= PASSAGE =
--------------------------------------------------

Sir Simon Michael Schama  (; born 13 February 1945) is an English historian specialising in art history, Dutch history, Jewish history, and French history. He is a University Professor of History and Art History at Columbia University.

He first came to public attention with his history of the French Revolution titled Citizens, published in 1989. In the United Kingdom, he is perhaps best known for writing and hosting the 15-part BBC television documentary series A History of Britain broadcast between 2000 and 2002. Schama was knighted in the 2018 Queen's Birthday Honours List.

Early life and education
Schama was born on 13 February 1945 in Marylebone, London. His mother, Gertie (née Steinberg), was from an Ashkenazi Lithuanian Jewish family (from Kaunas, present-day Lithuania), and his father, Arthur Schama, was of Sephardi Jewish background (from Smyrna, present-day İzmir in Turkey), later moving through Moldova and Romania.

--------------------------------------------------

= COLLECTED DATA =
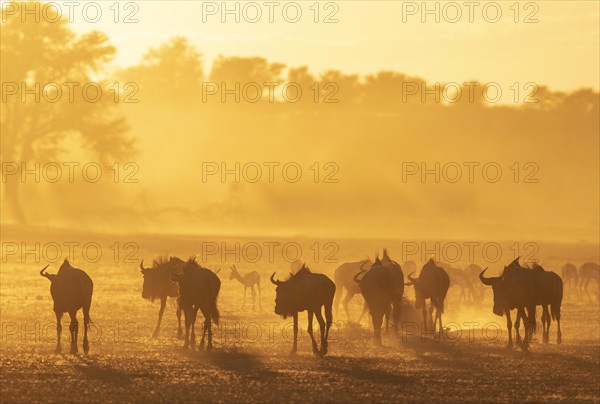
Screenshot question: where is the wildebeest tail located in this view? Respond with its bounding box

--------------------------------------------------

= THINGS TO DO =
a) Answer these questions about the biography of Simon Schama:
(i) At which university is Schama a University Professor of History and Art History?
(ii) In what year was his history of the French Revolution, Citizens, published?
(iii) Where was his father, Arthur Schama, from?
b) Carry on the biography of Simon Schama from its last sentence.

= RESPONSES TO THE TASKS =
a)
(i) Columbia University
(ii) 1989
(iii) Smyrna, present-day İzmir in Turkey

b)
In the mid-1940s, the family moved to Southend-on-Sea in Essex before moving back to London. In 1956, Schama won a scholarship to the private Haberdashers' Aske's Boys' School in Cricklewood (from 1961 Elstree, Hertfordshire). He then studied history at Christ's College, Cambridge, where he was taught by John H. Plumb. He graduated from the University of Cambridge with a Starred First in 1966.

Career
Schama worked for short periods as a lecturer in history at Cambridge, where he was a fellow and director of studies in history at Christ's College. He then taught for some time at Oxford, where he was made a fellow of Brasenose College in 1976, specialising in the French Revolution. He also worked at the School for Advanced Studies in the Social Sciences (EHESS) in Paris.

At this time, Schama wrote his first book, Patriots and Liberators, which won the Wolfson History Prize. The book was originally intended as a study of the French Revolution, but as published in 1977, it focused on the effect of the Patriottentijd revolution of the 1780s in the Netherlands, and its aftermath.

His second book, Two Rothschilds and the Land of Israel (1978), is a study of the Zionist aims of Edmond and James Rothschild.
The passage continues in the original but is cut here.